§ **Directions for this task**:
The interview excerpt with Toni Morrison below describes supernatural elements in her books. In one to three sentences, explain why she says she uses them in Beloved.

Toni Morrison’s Ideas for Writers and Readers

August 6, 2019  • Institute Staff

How should we remember Toni Morrison? The world learned today of the novelist’s passing. A celebrated writer and recipient of the 1993 Nobel Prize in Literature, Morrison was a uniquely American creative thinker. On an Aspen Institute stage, Morrison was asked to address her own legacy. Was there any single piece of work or public bond that she hoped would be most memorable? Morrison, pondering the future, preferred that we held the author in our memory as a companion, “I felt so good in her company,” she suggested – as she closed the conversation that appears below.

During the first Aspen Ideas Festival in the summer of 2005, editor, author, and cultural critic Kurt Andersen hosted a candid talk with Morrison. Over the course of almost two hours, Andersen, who hosts the public radio show Studio 360, spoke with Morrison about her novels, her craft, her background, the ghosts that aren’t under her bed – and much more. Morrison later took questions from the audience and went on to deliver the festival’s keynote address.

Excerpts from this conversation between Toni Morrison and Kurt Anderson were printed in the winter 2005/2006 issue of the Aspen Idea Magazine and appear below.

Kurt Andersen: Since this is the Aspen Ideas Festival, I thought I would start with the question, do your novels tend to start with an image, a fragment of dialogue, a scene, or an idea?

Toni Morrison: Maybe “fragment” is the best word, because it is not a full-fledged idea. It is not a character, it is not a period. It is always a question that I have about something: “What if?” “What does it mean to…?” “Who survives under these circumstances, and who collapses?”And then I move from there.

“I want to be known as this very trustworthy, smart person in whose company other people felt good.”
— Toni Morrison

KA: The magic and the supernatural are elements in most of your books – are those ideas that are just in your fiction, or do you believe in and experience the supernatural?

TM: Whoo…

KA: Exactly.

TM: The supernatural elements in my books are all technical solutions to very difficult problems. There is nobody who I can think of who has the right to tell Sethe in Beloved that she is wrong [to kill her baby]. I don’t know what to say to her; who can tell her? No one has the right to do that but the dead daughter. So there is a little magical thing, but it solves a lot of problems in terms of structure. It makes history sit across the table from you.

§ **Listed records**:

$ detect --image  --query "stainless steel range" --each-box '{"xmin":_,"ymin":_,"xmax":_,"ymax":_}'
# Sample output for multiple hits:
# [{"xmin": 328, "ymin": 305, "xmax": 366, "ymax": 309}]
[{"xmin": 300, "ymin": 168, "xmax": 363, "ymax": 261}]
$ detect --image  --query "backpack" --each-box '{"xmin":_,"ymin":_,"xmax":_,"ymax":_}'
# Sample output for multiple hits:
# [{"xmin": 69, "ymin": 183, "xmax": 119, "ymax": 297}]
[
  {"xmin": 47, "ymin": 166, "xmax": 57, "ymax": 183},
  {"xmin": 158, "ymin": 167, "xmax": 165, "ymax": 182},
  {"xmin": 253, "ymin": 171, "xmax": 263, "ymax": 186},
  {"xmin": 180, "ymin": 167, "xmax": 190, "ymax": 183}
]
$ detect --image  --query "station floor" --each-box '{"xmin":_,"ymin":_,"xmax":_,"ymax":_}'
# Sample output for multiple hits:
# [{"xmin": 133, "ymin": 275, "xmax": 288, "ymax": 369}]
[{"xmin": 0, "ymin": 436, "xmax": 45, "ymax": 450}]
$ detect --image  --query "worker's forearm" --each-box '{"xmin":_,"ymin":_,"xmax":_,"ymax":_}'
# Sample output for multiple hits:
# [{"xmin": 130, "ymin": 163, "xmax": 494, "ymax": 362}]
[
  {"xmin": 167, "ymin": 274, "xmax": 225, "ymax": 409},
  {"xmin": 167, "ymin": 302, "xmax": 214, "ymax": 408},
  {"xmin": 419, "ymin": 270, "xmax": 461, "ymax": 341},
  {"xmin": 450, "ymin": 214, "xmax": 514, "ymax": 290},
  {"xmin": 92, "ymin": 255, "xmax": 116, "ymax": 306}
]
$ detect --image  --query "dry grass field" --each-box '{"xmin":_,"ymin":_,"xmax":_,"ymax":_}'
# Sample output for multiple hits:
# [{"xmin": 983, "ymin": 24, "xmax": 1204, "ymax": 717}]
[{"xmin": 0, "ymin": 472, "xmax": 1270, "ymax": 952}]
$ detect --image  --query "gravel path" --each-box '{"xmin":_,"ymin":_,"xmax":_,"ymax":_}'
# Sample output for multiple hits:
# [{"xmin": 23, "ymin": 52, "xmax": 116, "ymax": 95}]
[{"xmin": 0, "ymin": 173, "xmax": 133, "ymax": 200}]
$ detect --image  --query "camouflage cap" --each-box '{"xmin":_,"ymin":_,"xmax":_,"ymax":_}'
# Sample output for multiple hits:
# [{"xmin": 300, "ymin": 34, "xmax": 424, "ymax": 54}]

§ **In response**:
Morrison calls the supernatural elements technical solutions to very difficult problems: she can think of nobody with the right to tell Sethe she is wrong except the dead daughter. Bringing in that little magical thing solves a lot of structural problems and makes history sit across the table from you.